**LISTED ENTRIES**
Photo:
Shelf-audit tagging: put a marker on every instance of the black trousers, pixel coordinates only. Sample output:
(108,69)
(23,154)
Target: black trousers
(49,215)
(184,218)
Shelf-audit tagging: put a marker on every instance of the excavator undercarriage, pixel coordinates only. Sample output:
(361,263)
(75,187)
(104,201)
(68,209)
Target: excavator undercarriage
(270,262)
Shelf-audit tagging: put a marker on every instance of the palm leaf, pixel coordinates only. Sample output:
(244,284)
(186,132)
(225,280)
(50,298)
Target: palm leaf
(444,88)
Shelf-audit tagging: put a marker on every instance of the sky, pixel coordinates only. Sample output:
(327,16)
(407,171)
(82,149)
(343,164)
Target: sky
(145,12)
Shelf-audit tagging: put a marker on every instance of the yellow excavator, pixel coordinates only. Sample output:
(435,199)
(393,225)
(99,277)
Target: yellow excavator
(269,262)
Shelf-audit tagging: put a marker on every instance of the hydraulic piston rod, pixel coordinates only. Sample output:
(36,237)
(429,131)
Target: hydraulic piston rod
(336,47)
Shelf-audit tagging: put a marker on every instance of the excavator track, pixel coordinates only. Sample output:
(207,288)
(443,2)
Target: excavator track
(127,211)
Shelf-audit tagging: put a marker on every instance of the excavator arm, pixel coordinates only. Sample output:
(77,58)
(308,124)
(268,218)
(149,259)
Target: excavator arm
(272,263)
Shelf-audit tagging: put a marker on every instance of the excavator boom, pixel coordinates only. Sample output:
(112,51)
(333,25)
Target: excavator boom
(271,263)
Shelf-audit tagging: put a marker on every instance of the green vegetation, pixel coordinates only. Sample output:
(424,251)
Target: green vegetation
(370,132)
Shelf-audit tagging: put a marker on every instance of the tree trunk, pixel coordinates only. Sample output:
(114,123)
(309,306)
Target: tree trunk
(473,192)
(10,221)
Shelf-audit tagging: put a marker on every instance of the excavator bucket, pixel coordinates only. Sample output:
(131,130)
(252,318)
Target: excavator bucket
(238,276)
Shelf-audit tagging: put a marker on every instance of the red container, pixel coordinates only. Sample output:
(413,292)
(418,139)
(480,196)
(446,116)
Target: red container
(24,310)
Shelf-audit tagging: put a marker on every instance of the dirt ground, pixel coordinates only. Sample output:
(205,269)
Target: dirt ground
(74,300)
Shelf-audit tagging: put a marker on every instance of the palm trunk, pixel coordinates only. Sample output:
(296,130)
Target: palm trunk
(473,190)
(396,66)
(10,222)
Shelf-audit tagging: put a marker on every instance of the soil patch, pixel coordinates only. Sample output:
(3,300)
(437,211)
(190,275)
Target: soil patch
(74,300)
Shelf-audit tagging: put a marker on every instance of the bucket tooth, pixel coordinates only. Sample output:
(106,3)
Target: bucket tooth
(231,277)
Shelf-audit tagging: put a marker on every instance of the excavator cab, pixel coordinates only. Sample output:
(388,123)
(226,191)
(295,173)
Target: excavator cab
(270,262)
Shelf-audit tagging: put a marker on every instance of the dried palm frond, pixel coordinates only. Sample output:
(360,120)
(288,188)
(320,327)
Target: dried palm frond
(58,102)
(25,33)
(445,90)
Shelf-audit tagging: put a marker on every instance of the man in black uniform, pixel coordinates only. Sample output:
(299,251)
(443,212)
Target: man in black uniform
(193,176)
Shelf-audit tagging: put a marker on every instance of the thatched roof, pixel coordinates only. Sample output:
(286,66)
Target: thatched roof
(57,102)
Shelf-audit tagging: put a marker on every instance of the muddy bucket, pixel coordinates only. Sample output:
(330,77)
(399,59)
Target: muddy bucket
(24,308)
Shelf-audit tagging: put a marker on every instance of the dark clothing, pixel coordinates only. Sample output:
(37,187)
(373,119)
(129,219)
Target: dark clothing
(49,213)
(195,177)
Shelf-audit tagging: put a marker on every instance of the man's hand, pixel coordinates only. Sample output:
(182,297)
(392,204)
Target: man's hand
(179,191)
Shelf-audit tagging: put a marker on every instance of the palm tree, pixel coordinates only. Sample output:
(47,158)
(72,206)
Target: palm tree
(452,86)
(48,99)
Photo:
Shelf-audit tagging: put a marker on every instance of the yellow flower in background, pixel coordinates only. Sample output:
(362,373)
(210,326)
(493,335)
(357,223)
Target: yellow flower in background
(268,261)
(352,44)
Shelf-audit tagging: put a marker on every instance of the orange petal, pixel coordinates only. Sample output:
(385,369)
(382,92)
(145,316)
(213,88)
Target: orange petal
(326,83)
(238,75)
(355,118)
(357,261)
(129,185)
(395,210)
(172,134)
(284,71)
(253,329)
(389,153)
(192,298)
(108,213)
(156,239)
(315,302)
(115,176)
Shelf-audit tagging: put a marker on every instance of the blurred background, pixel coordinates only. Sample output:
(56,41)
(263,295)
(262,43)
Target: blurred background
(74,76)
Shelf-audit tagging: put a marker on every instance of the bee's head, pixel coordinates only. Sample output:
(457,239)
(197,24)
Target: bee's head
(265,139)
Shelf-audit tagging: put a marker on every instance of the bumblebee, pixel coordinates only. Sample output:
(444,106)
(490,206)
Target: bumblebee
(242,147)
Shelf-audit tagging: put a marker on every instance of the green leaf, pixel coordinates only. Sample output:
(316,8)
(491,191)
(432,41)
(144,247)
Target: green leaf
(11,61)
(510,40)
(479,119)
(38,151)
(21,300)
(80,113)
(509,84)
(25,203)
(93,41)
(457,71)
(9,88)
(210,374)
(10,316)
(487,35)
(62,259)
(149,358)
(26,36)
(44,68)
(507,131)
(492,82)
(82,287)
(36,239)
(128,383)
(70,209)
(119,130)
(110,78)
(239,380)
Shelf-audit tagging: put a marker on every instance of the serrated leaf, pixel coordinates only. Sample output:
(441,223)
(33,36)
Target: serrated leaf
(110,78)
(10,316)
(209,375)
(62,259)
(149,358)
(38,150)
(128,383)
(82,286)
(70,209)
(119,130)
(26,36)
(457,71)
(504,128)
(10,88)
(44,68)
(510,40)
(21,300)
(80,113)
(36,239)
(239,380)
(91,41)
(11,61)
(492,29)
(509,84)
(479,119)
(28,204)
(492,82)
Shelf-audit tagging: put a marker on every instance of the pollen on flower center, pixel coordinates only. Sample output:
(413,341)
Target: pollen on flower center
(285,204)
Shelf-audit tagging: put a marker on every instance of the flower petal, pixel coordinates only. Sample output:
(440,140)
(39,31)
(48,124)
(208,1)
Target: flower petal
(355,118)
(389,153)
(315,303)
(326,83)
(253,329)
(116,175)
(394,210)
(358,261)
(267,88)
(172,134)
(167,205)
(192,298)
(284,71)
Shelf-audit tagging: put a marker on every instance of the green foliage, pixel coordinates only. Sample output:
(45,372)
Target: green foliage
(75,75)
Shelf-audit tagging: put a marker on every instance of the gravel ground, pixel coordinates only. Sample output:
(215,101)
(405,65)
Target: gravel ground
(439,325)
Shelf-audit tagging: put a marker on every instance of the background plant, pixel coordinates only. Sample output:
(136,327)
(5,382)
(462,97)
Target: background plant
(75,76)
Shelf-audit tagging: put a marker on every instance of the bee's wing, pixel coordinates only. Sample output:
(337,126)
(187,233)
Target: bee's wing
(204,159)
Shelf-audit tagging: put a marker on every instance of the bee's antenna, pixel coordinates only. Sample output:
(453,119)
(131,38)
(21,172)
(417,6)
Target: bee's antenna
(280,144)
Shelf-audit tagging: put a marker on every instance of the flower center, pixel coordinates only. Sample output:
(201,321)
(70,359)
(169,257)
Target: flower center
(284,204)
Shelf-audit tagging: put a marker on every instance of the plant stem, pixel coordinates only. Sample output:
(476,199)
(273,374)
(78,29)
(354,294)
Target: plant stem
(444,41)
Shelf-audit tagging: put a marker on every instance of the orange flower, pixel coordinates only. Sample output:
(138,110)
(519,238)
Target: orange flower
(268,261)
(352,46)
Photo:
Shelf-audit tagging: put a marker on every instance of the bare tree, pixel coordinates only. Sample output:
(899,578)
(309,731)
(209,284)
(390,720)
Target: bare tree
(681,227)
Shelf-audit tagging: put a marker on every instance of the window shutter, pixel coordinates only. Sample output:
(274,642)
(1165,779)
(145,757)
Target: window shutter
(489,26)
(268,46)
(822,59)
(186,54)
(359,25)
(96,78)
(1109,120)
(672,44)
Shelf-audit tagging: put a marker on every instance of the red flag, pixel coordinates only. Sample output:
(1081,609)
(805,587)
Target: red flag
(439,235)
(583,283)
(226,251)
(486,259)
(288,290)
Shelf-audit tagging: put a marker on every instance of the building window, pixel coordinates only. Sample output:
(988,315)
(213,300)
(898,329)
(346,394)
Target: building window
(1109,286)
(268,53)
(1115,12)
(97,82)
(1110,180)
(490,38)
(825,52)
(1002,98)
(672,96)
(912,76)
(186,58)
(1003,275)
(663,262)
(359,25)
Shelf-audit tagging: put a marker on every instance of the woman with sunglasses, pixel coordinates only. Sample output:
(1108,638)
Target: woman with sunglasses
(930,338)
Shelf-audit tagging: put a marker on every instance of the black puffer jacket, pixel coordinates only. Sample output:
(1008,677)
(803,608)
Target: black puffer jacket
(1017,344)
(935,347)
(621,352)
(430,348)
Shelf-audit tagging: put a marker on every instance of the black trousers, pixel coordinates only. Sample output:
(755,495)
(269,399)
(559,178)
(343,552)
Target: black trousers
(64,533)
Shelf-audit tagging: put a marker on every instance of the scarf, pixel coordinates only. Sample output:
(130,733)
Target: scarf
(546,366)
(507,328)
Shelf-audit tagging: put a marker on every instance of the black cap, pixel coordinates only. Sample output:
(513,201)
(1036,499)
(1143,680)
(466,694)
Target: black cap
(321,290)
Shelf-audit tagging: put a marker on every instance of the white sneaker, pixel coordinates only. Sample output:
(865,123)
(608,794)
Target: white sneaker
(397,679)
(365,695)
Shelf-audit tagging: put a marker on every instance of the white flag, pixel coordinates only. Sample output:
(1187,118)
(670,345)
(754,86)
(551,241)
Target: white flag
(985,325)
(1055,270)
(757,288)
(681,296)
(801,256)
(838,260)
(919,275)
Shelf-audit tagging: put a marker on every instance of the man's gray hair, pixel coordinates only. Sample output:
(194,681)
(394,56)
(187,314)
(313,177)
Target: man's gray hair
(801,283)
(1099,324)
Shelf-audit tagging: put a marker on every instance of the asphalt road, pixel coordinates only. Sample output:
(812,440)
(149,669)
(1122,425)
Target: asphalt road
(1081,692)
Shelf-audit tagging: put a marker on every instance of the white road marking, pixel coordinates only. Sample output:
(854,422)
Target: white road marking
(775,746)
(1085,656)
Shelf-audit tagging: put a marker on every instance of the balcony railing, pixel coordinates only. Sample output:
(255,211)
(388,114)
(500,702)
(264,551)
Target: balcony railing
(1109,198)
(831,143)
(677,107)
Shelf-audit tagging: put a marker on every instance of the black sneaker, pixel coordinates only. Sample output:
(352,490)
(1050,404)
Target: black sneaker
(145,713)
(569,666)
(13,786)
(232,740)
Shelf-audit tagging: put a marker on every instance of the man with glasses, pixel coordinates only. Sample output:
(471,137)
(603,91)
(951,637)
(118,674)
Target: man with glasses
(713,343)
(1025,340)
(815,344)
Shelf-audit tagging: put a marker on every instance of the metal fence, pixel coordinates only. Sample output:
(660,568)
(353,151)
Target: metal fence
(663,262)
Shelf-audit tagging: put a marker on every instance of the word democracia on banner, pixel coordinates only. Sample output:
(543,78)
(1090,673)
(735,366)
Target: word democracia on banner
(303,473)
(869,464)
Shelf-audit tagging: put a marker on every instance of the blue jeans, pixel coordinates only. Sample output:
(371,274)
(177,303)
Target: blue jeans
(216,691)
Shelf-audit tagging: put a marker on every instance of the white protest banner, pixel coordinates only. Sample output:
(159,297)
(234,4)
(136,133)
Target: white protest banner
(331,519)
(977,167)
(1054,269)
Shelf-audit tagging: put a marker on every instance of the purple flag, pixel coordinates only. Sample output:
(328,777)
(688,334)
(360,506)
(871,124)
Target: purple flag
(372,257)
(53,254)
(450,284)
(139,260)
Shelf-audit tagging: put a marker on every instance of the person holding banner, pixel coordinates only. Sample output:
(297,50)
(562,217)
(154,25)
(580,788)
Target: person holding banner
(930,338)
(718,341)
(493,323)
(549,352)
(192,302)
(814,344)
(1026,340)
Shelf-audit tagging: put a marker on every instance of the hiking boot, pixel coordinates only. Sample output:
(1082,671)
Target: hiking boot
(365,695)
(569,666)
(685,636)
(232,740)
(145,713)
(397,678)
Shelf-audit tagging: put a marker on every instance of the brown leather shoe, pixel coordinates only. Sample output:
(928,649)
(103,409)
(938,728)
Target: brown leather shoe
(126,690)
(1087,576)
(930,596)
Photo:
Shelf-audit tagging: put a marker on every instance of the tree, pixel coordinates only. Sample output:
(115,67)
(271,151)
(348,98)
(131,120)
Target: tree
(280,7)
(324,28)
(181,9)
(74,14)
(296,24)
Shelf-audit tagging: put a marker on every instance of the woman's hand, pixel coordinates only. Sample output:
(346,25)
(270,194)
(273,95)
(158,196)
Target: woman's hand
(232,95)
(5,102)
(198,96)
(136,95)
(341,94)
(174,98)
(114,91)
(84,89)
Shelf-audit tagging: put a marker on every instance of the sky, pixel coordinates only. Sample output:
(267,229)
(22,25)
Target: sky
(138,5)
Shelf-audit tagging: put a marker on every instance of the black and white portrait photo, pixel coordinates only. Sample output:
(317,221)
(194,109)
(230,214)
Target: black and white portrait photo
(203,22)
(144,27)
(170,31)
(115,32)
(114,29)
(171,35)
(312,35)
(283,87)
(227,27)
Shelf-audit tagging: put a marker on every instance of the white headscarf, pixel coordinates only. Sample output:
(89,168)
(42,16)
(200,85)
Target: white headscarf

**PROBLEM DETAILS**
Restate word for word the lines from the one holding "of the purple" to the end of the listing, both ends included, and nothing more.

**EXERCISE OUTPUT**
Shelf-audit tagging: put a marker on every instance of the purple flag, pixel coordinates only. Sample output:
(328,777)
(688,334)
(360,506)
(871,124)
Target: purple flag
(372,257)
(53,254)
(450,284)
(139,260)
Shelf-audit tagging: put a marker on every instance of the person holding banner, pixel coordinates only. Sample output:
(297,50)
(562,217)
(154,25)
(580,788)
Target: person holding banner
(930,338)
(718,341)
(493,323)
(549,352)
(192,302)
(814,344)
(1026,340)
Shelf-audit tagging: put a marker on every instance of the hiking boot, pixel coordinates only. Sample output:
(1082,671)
Target: hiking boot
(365,695)
(569,666)
(685,636)
(232,740)
(145,713)
(397,678)
Shelf-audit tagging: put a marker on every instance of the brown leather shoe, pixel coordinates only. Sample output:
(928,649)
(103,409)
(938,728)
Target: brown leather shoe
(126,690)
(1087,576)
(930,596)
Photo:
Shelf-audit tagging: put a marker on every instance of the tree, pixel coordinates only. Sample output:
(115,67)
(271,151)
(348,98)
(131,120)
Target: tree
(280,7)
(324,28)
(181,9)
(74,14)
(296,24)
Shelf-audit tagging: put a marker on every instance of the woman's hand, pixel coordinates only. Sample output:
(346,25)
(270,194)
(273,95)
(158,196)
Target: woman's hand
(232,95)
(5,102)
(198,96)
(136,95)
(341,94)
(174,98)
(114,91)
(84,89)
Shelf-audit tagging: put a marker on every instance of the sky, pixel coordinates only. Sample output:
(267,229)
(22,25)
Target: sky
(138,5)
Shelf-audit tagging: put a marker on every instance of the black and white portrait photo, pixel coordinates only. Sample output:
(317,221)
(194,109)
(230,214)
Target: black and white portrait photo
(203,22)
(144,27)
(170,31)
(115,32)
(114,29)
(171,35)
(312,35)
(283,87)
(227,27)
Shelf-audit tagging: put a marker on every instance of the white headscarf, pixel coordinates only. Sample output:
(89,168)
(42,16)
(200,85)
Target: white headscarf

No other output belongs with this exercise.